_What is asked_: Copy the lines of the data below exactly, everything from the line containing "Tag the rider's glove" down to the line containing "<point>587,300</point>", with both of those lines included.

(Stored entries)
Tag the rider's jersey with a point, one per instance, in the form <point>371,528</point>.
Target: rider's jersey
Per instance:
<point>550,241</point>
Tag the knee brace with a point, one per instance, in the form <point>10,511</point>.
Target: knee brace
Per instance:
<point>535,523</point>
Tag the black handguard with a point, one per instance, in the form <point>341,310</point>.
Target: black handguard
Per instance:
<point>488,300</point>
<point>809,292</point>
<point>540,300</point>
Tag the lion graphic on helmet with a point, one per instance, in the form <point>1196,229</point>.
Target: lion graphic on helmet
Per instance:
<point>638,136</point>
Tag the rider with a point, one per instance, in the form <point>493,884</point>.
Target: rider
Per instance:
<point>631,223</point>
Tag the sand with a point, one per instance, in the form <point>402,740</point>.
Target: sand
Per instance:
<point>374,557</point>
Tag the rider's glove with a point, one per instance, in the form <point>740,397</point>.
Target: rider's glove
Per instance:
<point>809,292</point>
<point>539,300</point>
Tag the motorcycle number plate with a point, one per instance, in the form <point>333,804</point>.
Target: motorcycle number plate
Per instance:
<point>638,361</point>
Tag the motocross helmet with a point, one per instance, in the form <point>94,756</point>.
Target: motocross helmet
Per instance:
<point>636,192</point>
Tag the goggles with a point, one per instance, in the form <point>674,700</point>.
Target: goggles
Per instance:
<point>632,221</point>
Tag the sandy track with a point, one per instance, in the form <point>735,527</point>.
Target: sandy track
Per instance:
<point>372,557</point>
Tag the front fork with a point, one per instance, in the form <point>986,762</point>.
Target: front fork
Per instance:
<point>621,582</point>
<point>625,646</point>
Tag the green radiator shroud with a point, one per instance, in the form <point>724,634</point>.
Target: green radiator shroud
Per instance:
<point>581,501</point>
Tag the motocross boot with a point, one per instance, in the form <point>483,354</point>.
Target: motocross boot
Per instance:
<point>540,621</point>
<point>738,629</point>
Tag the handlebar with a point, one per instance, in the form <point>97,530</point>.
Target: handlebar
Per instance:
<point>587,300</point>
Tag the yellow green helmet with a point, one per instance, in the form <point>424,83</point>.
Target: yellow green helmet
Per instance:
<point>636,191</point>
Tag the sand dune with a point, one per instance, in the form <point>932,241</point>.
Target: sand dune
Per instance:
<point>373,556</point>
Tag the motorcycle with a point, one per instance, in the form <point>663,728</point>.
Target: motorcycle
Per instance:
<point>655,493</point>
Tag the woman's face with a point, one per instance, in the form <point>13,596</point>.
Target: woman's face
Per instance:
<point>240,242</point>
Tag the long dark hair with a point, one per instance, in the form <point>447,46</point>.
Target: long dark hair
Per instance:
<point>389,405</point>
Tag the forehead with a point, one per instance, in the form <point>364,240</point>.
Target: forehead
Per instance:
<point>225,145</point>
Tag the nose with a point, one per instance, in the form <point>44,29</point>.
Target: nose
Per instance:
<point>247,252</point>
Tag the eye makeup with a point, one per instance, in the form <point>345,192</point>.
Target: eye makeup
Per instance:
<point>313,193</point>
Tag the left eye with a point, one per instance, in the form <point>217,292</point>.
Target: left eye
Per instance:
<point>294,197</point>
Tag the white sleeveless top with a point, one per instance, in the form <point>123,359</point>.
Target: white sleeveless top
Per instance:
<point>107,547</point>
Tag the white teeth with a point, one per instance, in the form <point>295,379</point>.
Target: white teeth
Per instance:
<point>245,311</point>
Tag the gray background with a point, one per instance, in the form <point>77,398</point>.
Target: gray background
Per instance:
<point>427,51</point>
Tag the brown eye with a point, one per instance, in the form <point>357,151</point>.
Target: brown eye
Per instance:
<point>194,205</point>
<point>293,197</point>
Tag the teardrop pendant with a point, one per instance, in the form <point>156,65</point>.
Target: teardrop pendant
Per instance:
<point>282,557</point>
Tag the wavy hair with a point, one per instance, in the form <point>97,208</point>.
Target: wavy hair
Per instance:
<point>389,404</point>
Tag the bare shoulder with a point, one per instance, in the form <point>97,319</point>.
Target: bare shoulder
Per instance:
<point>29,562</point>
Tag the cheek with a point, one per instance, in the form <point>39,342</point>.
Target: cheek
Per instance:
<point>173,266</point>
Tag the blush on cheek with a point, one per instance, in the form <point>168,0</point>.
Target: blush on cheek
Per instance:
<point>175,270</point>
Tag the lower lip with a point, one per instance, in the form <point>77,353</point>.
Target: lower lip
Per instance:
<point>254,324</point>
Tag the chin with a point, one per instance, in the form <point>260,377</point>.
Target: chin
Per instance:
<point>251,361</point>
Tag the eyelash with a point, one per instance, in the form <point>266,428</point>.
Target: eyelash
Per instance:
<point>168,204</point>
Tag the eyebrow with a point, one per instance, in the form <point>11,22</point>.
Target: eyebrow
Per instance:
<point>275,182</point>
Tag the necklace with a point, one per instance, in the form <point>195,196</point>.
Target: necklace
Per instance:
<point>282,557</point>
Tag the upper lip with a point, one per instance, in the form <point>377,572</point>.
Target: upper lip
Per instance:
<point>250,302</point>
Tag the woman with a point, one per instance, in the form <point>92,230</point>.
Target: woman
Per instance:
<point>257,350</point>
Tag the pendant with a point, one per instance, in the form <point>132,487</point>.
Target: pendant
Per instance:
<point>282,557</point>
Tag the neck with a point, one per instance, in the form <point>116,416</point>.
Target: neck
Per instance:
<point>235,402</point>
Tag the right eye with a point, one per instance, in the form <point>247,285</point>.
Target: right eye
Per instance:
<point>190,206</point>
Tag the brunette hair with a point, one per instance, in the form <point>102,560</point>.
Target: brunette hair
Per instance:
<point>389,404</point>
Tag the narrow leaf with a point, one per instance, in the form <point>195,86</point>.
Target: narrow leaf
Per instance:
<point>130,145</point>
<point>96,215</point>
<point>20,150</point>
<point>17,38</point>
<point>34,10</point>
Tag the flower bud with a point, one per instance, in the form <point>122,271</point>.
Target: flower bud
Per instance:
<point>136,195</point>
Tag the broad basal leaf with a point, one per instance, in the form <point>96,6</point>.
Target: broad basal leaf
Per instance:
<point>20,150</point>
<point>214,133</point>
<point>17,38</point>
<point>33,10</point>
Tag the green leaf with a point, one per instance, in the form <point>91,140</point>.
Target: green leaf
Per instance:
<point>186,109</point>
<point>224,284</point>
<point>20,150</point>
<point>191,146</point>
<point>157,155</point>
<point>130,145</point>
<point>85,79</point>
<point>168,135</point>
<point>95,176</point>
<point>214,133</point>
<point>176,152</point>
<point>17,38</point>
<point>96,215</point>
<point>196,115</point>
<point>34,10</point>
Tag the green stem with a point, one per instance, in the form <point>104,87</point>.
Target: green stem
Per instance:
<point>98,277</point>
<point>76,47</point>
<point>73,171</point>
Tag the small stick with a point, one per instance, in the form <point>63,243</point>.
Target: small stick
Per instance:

_Final result_:
Tag the rider's glove with a point, one per instance, in the form <point>740,397</point>.
Target: rider's glove
Per instance:
<point>809,292</point>
<point>539,300</point>
Tag the motorcycle number plate with a point, one per instance, in the form <point>333,804</point>.
Target: motorcycle number plate
Per instance:
<point>638,361</point>
Tag the motocross helmet with a point, one per instance, in the form <point>94,756</point>.
Target: motocross helmet
Per instance:
<point>636,192</point>
Tag the goggles with a point, one per instance, in the form <point>674,700</point>.
Target: goggles
Per instance:
<point>632,221</point>
Tag the sandy track with a point, one per instance, in the form <point>735,527</point>.
Target: sandy track
Per instance:
<point>372,557</point>
Tag the front fork with a point, one per instance, in the form <point>986,762</point>.
Target: front fork
Per instance:
<point>621,582</point>
<point>625,646</point>
Tag the green radiator shroud with a point, one per instance, in the form <point>724,634</point>.
Target: green radiator shroud
Per instance:
<point>581,501</point>
Tag the motocross boot with a point, one per instance, in the form <point>483,354</point>.
Target: motocross boot
Per instance:
<point>540,621</point>
<point>738,629</point>
Tag the handlebar with a point, one per instance, in the form <point>97,530</point>.
Target: handlebar
Per instance:
<point>587,300</point>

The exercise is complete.